Your assignment: Copy out all the entries below, word for word.

Given information:

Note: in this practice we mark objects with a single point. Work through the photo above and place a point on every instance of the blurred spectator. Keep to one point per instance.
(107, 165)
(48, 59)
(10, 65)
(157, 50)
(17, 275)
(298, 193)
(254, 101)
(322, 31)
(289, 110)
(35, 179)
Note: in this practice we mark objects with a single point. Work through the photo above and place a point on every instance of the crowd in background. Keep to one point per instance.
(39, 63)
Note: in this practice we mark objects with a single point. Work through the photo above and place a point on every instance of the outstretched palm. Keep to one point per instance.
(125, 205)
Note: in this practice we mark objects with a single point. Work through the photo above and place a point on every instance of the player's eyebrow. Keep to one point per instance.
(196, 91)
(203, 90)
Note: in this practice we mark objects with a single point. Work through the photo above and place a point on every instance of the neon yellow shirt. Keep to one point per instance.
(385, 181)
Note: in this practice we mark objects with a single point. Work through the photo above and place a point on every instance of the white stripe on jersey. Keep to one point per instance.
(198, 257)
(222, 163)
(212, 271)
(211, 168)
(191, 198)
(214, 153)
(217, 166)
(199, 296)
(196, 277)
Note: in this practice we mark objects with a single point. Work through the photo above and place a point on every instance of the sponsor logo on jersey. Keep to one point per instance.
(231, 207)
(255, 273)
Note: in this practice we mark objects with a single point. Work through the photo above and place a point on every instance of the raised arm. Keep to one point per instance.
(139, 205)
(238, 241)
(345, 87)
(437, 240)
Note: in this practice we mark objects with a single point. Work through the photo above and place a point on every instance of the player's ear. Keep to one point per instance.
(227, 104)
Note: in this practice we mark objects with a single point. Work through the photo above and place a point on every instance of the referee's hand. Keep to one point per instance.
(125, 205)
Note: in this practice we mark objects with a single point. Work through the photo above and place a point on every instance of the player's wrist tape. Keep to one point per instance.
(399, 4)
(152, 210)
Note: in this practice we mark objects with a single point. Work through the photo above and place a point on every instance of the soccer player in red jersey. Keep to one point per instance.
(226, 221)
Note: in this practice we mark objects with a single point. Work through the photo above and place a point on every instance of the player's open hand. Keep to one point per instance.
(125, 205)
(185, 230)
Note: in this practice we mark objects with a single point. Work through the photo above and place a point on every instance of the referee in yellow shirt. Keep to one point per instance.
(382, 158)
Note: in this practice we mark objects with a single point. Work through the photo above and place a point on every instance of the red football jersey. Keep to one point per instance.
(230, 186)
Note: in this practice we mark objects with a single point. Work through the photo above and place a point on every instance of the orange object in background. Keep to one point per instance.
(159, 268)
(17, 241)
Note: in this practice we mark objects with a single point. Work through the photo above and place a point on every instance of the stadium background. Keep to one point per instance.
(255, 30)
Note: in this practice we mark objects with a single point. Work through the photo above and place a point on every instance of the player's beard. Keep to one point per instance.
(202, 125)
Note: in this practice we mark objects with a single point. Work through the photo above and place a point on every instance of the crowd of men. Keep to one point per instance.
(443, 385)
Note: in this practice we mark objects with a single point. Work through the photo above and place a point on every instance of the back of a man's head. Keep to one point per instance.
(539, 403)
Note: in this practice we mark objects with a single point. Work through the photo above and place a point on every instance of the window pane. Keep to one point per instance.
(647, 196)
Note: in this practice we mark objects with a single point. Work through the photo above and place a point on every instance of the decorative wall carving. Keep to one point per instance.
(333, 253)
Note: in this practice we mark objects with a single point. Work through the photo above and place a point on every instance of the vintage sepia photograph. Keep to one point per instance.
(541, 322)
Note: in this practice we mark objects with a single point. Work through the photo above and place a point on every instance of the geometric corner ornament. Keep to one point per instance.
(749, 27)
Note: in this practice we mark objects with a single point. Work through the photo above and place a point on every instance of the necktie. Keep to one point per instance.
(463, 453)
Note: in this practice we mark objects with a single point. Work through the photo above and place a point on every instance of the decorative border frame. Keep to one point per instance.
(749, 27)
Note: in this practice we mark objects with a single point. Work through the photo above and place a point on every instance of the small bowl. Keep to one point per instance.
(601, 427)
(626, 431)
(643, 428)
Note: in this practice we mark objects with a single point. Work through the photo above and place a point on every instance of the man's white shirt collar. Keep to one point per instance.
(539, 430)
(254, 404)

Expected answer:
Note: in this practice we mark objects with a single point. Work through the photo above and place a point on every instance of the blurred spectator. Keep to one point per instance.
(107, 165)
(48, 59)
(10, 65)
(157, 50)
(17, 275)
(298, 193)
(254, 101)
(322, 31)
(289, 110)
(35, 179)
Note: in this practice we mark objects with a single point. Work through the photo above and place a point on every instance of the crowd in background. Keep to one point per instance.
(39, 63)
Note: in this practice we mark objects with a single point. Work through the photo above and place a point on every instance of the outstretched palm. Keep to one point per instance.
(125, 205)
Note: in this practice we mark objects with a single point. Work through the photo above and place a point on every instance of the player's eyebrow. Keep to one point per instance.
(196, 91)
(203, 90)
Note: in this practice we mark objects with a single point. Work through the photo above and place a point on every instance of the neon yellow shirt. Keep to one point per instance.
(385, 181)
Note: in this practice we mark objects with a single point. Work through the photo above and place a point on every instance of the white stripe on jersey. Keep to one point per instance.
(198, 257)
(222, 163)
(212, 271)
(211, 168)
(191, 198)
(214, 153)
(217, 166)
(199, 296)
(196, 277)
Note: in this practice we mark objects with a single point. Work through the photo above and place a point on every instance of the sponsor logo on jersey. Keep to one point per instance.
(231, 207)
(255, 273)
Note: in this practice we mark objects with a single point. Work through the photo above and place a point on every instance of the raised arm. Keep to one point per instance.
(139, 205)
(238, 241)
(345, 87)
(437, 240)
Note: in this practice we mark objects with a single point. Work through the photo above and place a point on every instance of the player's ear. Keep to one point per instance.
(227, 104)
Note: in this practice we mark objects with a single point. Work through the photo above and place a point on every instance of the referee's hand. Keep to one point per instance.
(125, 205)
Note: in this practice we mark objects with a single point. Work through the photo above and place a point on every instance of the player's wrist tape. Keep to one point per instance.
(399, 4)
(152, 210)
Note: in this practice we mark objects with a single point. Work through the photo above and place a point on every instance of the soccer player in red jersey. Keep to one point per instance.
(226, 221)
Note: in this practice we mark objects with a single point. Work through the photo above and place a point on every instance of the player's open hand. Keep to one point per instance.
(125, 205)
(185, 230)
Note: in this practice we mark objects with a single point. Work through the photo above and place a point on every instance of the referee in yellow shirt. Keep to one point per instance.
(382, 158)
Note: in this practice we mark objects with a single point. Work through the photo above and place a point on every instance of the red football jersey. Keep to one point per instance.
(230, 186)
Note: in this practice we mark objects with a single point. Work through the photo above and place a point on every instance of the orange object in background. Keep to one point per instance.
(159, 268)
(17, 241)
Note: in this practice we mark objects with a single point. Work through the photo above and place a point on every instance of the stadium background. Keep to one point per instance.
(255, 30)
Note: in this practice we mark objects with a single point. Work through the photo above and place a point on every instance of the player's beard. Keep to one point per instance.
(202, 125)
Note: in this practice we mark objects with a single point. Work through the photo above and place a point on every instance of the crowd of men. Keep to one point per instance.
(443, 385)
Note: in this practice we mark objects with a single point. Work through the photo above and place a point on every instance of the back of a man's head. Keep to one point per instance.
(539, 403)
Note: in this practice we mark objects with a single point. Work through the photo above and place a point on every instance of the window pane. Keep to one point per instance.
(647, 196)
Note: in this practice we mark objects with a single point. Work through the photo above and place a point on every instance of the decorative wall carving. Keep to one point per instance.
(333, 253)
Note: in this practice we mark objects with a single point. Work through the photo above and place a point on every instance of the vintage sepia photograph. Keep to one point per instance.
(541, 322)
Note: in this practice we mark objects with a single point. Work through the photo above and place a point on every instance of the geometric corner ornament. Keep to one point per instance.
(749, 27)
Note: in this practice we mark objects with a single point. Work through the photo above and place a point on every instance of the necktie. Keep to one point per instance.
(463, 453)
Note: in this practice we mark objects with a single point. Work through the photo above and place a point on every instance of the decorative border frame. Keep to one point per instance.
(749, 27)
Note: in this practice we mark objects with a single point. Work through the photo above and place a point on every instance of the small bowl. Keep to one point per instance.
(601, 427)
(626, 431)
(643, 428)
Note: in this practice we mark objects with a single point. Work through the photo above and place a point on every instance of the man's white shirt collar. Keep to one point per instance.
(539, 430)
(254, 404)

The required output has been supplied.